▶ Exercises:
A. Answer these questions about the January 2023 roundup post:
(i) Which premiere-season show does the post say is not an isekai in the portal fantasy sense?
(ii) From which Patreon tier upward do supporters receive a short piece of fiction each month?
(iii) Which show's first two seasons does Mike's recap video cover this month?
B. Continue the January 2023 roundup post from the point where it ends.

▶ Text segment:
__________________________________________________

Oops! All Isekai! January ’23 Roundup

Phew, okay, is that it? Was that January? Bye, I guess! It felt like you didn’t stick around for long!

2023 has hit the ground running. Here’s what I got up to this month:

On AniFem

It is once again premiere season! I took a lighter workload this time round, and just covered…

Campfire Cooking in Another World with My Absurd Skill – not necessarily much nutritional value, but a fun light snack.

Saving 80,000 Gold in Another World for My Retirement – tonally inconsistent to the point of being baffling rather than entertaining.

Sugar Apple Fairy Tale – to be fair, this one’s not an isekai in the portal fantasy sense. But it is a fantasy shoujo romance dealing in some power dynamics that are fraught to say the least.

Anime Feminist’s Recommendations of Fall 2022 – while we’re getting swept up in the new wave of content, let’s not forget to look back at the staff favourites from the previous season.

And don’t forget Patreon!

Everyone gets early access to my first blog post of the year, and from tier two upwards you get a short piece of fiction writing every month!

Content to Enjoy

Settle in for a journey through history… or, at least, the way various film and TV makers represented history in the media of 2022.

I always enjoy Mike’s “appropriately unhinged recap” videos, and I do love how they get more elaborate and less hinged each time. Tune in this month for a rundown of Gossip Girl seasons one and two, icons and time capsules of late ’00s teen drama.

This month I learned about “Scamilton”, an illegal performance of the hit musical Hamilton by a Texas Christian group who er… made some adaptational changes.

__________________________________________________

[Natural-language object grounding data]
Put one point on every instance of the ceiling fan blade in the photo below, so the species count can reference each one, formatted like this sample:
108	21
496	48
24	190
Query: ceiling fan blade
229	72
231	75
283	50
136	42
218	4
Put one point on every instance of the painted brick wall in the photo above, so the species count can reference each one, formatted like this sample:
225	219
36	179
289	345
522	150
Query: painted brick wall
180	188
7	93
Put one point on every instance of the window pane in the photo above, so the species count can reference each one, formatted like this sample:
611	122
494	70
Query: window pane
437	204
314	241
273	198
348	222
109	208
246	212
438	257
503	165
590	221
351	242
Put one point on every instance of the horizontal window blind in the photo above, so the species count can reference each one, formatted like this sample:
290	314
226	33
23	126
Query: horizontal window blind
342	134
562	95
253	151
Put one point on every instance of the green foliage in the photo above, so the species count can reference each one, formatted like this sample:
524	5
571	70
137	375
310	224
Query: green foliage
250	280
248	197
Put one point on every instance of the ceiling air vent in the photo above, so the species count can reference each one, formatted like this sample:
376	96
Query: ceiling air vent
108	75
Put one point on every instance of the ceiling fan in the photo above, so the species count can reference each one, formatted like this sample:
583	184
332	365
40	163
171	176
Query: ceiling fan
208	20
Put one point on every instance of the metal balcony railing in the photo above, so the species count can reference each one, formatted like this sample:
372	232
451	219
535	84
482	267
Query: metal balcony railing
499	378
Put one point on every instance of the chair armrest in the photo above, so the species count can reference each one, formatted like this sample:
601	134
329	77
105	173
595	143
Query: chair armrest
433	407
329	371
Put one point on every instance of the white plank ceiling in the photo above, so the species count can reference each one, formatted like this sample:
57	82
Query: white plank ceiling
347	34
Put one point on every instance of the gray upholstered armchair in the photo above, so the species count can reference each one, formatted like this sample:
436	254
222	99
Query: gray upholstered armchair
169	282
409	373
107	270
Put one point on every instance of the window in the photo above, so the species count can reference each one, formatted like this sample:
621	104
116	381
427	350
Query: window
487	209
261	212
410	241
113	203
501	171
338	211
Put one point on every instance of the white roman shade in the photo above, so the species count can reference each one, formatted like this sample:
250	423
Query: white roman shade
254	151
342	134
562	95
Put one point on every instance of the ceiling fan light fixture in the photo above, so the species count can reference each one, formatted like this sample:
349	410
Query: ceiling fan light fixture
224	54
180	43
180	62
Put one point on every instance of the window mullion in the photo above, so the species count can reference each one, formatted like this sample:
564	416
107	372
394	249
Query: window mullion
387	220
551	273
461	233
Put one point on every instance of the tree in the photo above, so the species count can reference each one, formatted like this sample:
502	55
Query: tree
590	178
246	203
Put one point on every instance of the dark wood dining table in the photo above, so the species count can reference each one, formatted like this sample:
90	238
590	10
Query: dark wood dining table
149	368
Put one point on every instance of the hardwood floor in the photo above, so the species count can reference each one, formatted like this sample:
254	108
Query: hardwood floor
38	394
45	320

__________________________________________________

▶ Exercise results:
A.
(i) Sugar Apple Fairy Tale
(ii) Tier two
(iii) Gossip Girl

B.
Your Body is a Haunted House: Hiron Ennes on the Discomfiting Tradition of Medical Horror – the first book I read in 2023 was Hiron Ennes’ Leech, a gothic sci-fi body horror extravaganza whose inspirations are so nicely explored in this article here. Doctors are scary, sure, but simply having a body is a terror of its own!

Orientalism and Occidentalism in Anime – stereotyped treatments of “the East” in the scholarship and pop culture of Europe are worth unpacking, but so too is the treatment of “the West” in Japanese media, all of which carries its own historical, social, and artistic baggage.

Book Releases: LGBT YA Books of January – June 2023 – I’m still doing my best to keep up with upcoming releases, and resources like this are always helpful! Give them a look.

#LoveOzYA Reads We Can’t Wait For in 2023 – and closer to home, here is a list of some of the Australian books in the pipeline this year! What’s that An Unexpected Party anthology they mention at the end, hmm? That sounds interesting…

For the song stuck in my head this month, I’m revisiting a classic.

February’s just around the corner, and 2023 is keeping on keeping on. I’ll see you over there!